Pawned And Secondhand… Luxury?

Pawned and secondhand… luxury: Contradictio in terminis? Possibly. But when you casually remark your bag is a “vintage Dior”, it often (read: unfortunately) still trumps the “found-this-at-a-binge-binsale-in-a-kilogram-store” fashion find. China’s fashion conscious and conscious fashion are progressively meeting up on that crossroads called “Secondhand Shopping”.

Aside from the “real deal” issues facing Chinese luxury customers, one other conundrum remains… How to get a good deal?

If any run-of-the-rack Dior bag is up to 50 percent off its original price, it will surely be cause for skepticism in China. Given the Chinese fashion industry’s ubiquitous daigou culture (代购, one individual who buys the brand on somebody else’s behalf, preferably overseas due to lower taxes) and online shopping sites such as Tmall (天猫) peppered with knock-offs, luxury lovers are more likely to get their kicks from actual stores or via the brand’s individual e-commerce shop.

Nevertheless, aside from these “real deal” issues facing Chinese luxury customers, one other conundrum remains… How to get a good deal when you “only” make 2000 USD per month?  And still want that 12,000 USD bag? The answer lies in the following: Something old, something new, something pawned and something to ease the I-cannot-afford-luxury blues. Say what?

◇ ◇ ◇ ◇

:: Exercises to complete ::
[1] From the article on secondhand luxury above, return the passage that opens with "Pawned And Secondhand… Luxury?" and closes with "a good deal?", copied word for word.
[2] State how many lines of the records contain the string "white", giving only the number.
The article above and the records that come next are unrelated and should be treated separately.

◇ ◇ ◇ ◇

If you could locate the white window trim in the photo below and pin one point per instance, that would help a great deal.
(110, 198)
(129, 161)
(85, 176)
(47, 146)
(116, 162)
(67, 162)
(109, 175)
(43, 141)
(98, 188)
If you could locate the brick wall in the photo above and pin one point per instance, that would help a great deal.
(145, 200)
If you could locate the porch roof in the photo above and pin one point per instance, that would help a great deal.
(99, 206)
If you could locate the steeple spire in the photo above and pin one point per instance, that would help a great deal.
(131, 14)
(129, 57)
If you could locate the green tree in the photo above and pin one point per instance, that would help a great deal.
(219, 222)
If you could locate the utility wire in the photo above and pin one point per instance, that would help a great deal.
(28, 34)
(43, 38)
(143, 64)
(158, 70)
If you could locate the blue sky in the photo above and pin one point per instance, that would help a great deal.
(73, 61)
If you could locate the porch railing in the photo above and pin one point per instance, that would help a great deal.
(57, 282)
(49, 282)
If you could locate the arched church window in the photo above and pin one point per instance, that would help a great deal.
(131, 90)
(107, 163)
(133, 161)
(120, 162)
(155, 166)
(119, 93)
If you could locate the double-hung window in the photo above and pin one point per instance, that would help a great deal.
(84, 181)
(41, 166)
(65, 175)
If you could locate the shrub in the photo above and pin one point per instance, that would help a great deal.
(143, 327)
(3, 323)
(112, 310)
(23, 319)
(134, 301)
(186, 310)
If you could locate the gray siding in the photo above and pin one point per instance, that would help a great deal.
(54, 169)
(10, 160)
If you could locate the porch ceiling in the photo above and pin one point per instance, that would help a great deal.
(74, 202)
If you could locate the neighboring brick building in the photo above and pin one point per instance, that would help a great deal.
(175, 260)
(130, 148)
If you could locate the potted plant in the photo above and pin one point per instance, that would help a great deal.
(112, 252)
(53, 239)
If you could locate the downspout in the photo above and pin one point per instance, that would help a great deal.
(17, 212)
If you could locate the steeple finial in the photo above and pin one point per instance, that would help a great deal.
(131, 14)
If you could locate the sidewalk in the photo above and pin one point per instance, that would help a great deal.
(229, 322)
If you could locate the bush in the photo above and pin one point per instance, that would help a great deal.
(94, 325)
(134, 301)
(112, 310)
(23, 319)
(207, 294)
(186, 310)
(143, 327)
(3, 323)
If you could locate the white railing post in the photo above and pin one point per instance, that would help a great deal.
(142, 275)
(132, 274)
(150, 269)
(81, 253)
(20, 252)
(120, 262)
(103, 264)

◇ ◇ ◇ ◇

:: Task solutions ::
[1]
Pawned And Secondhand… Luxury?

Pawned and secondhand… luxury: Contradictio in terminis? Possibly. But when you casually remark your bag is a “vintage Dior”, it often (read: unfortunately) still trumps the “found-this-at-a-binge-binsale-in-a-kilogram-store” fashion find. China’s fashion conscious and conscious fashion are progressively meeting up on that crossroads called “Secondhand Shopping”.

Aside from the “real deal” issues facing Chinese luxury customers, one other conundrum remains… How to get a good deal?

[2] 2